§ Work required
Exactly as written, set down each line of the data below except its pictures.

(Data shown begins)

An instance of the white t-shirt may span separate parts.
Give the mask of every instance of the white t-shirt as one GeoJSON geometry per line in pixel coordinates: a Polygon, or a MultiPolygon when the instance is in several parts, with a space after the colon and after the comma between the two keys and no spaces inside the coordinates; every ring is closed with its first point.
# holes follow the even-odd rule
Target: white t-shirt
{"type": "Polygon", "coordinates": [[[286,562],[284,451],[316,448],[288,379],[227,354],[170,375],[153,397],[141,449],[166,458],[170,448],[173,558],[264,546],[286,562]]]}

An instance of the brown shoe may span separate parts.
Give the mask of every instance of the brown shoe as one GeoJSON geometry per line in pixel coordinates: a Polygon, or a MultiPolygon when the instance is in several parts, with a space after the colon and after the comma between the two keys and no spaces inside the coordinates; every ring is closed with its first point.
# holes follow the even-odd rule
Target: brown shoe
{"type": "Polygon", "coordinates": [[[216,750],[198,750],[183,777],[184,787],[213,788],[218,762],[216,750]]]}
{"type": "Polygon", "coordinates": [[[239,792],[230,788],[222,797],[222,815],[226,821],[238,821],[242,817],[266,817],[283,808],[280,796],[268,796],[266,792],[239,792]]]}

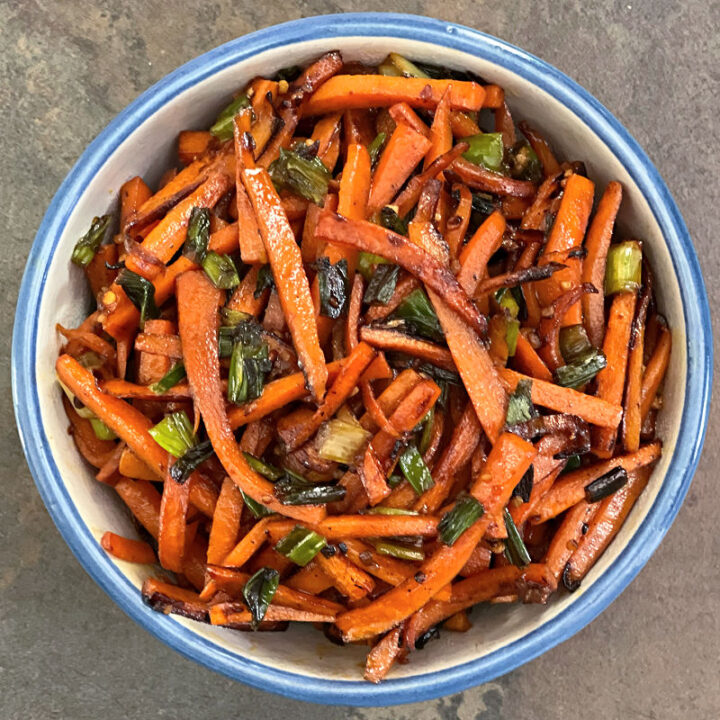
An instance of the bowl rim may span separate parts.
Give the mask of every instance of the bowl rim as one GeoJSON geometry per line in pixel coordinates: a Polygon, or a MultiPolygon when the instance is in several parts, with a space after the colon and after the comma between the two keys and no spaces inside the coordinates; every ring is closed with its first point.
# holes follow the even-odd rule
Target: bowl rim
{"type": "Polygon", "coordinates": [[[433,18],[368,12],[302,18],[238,37],[180,66],[120,112],[68,173],[38,229],[18,296],[11,365],[20,440],[42,499],[85,570],[125,613],[184,656],[253,687],[322,704],[379,706],[448,695],[505,674],[578,632],[627,587],[670,528],[697,466],[708,420],[713,343],[700,266],[680,212],[645,152],[603,105],[555,67],[491,35],[433,18]],[[417,40],[476,55],[511,70],[572,110],[622,162],[649,203],[679,281],[687,328],[686,402],[675,453],[645,521],[615,562],[579,601],[516,641],[457,666],[390,678],[380,685],[361,679],[328,680],[269,667],[236,655],[146,608],[137,588],[101,550],[64,487],[42,427],[35,383],[38,310],[55,246],[77,198],[117,145],[173,96],[252,55],[308,40],[357,36],[417,40]],[[689,398],[691,402],[687,402],[689,398]]]}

(Data shown ends)

§ Solution to this exercise
An instance of the white t-shirt may span separate parts.
Give the mask of every instance of the white t-shirt as one GeoJSON geometry per line in pixel coordinates: a Polygon, or a MultiPolygon when the instance is in several parts, with a space after the colon and after the comma between the two keys and no spaces inside the coordinates; every ring is closed with its first point.
# holes follow the even-odd rule
Target: white t-shirt
{"type": "Polygon", "coordinates": [[[286,562],[284,451],[316,448],[288,379],[227,354],[170,375],[153,397],[141,449],[166,458],[170,448],[173,558],[264,546],[286,562]]]}

An instance of the brown shoe may span separate parts.
Give the mask of every instance of the brown shoe as one GeoJSON geometry per line in pixel coordinates: a Polygon, or a MultiPolygon when the instance is in several parts, with a space after the colon and after the comma between the two keys and no spaces inside the coordinates; every ring is closed with its first point.
# holes follow the even-odd rule
Target: brown shoe
{"type": "Polygon", "coordinates": [[[216,750],[198,750],[183,777],[184,787],[213,788],[218,762],[216,750]]]}
{"type": "Polygon", "coordinates": [[[239,792],[230,788],[222,797],[222,815],[226,821],[238,821],[242,817],[266,817],[283,808],[280,796],[268,796],[266,792],[239,792]]]}

An instance of the bowl rim may span separate parts.
Give the mask of every instance of the bowl rim as one GeoJSON geometry per line in pixel coordinates: a Polygon, or a MultiPolygon when the instance is in several parts, with a space after the colon and after the comma between the two keys and no spaces inside the coordinates; every ring is closed with its first point.
# holes follow the even-odd rule
Target: bowl rim
{"type": "Polygon", "coordinates": [[[433,18],[368,12],[302,18],[238,37],[180,66],[120,112],[68,173],[38,229],[18,296],[11,365],[20,440],[42,499],[85,570],[125,613],[184,656],[253,687],[322,704],[379,706],[448,695],[505,674],[578,632],[627,587],[670,528],[697,466],[708,420],[713,343],[700,266],[680,212],[645,152],[603,105],[555,67],[491,35],[433,18]],[[417,40],[476,55],[511,70],[572,110],[622,162],[649,203],[679,281],[687,328],[686,402],[675,453],[645,521],[615,562],[579,601],[516,641],[457,666],[390,678],[380,685],[361,679],[328,680],[269,667],[236,655],[146,608],[137,588],[101,550],[64,487],[42,427],[35,383],[38,310],[55,246],[77,198],[117,145],[173,96],[252,55],[308,40],[357,36],[417,40]],[[689,398],[691,402],[687,402],[689,398]]]}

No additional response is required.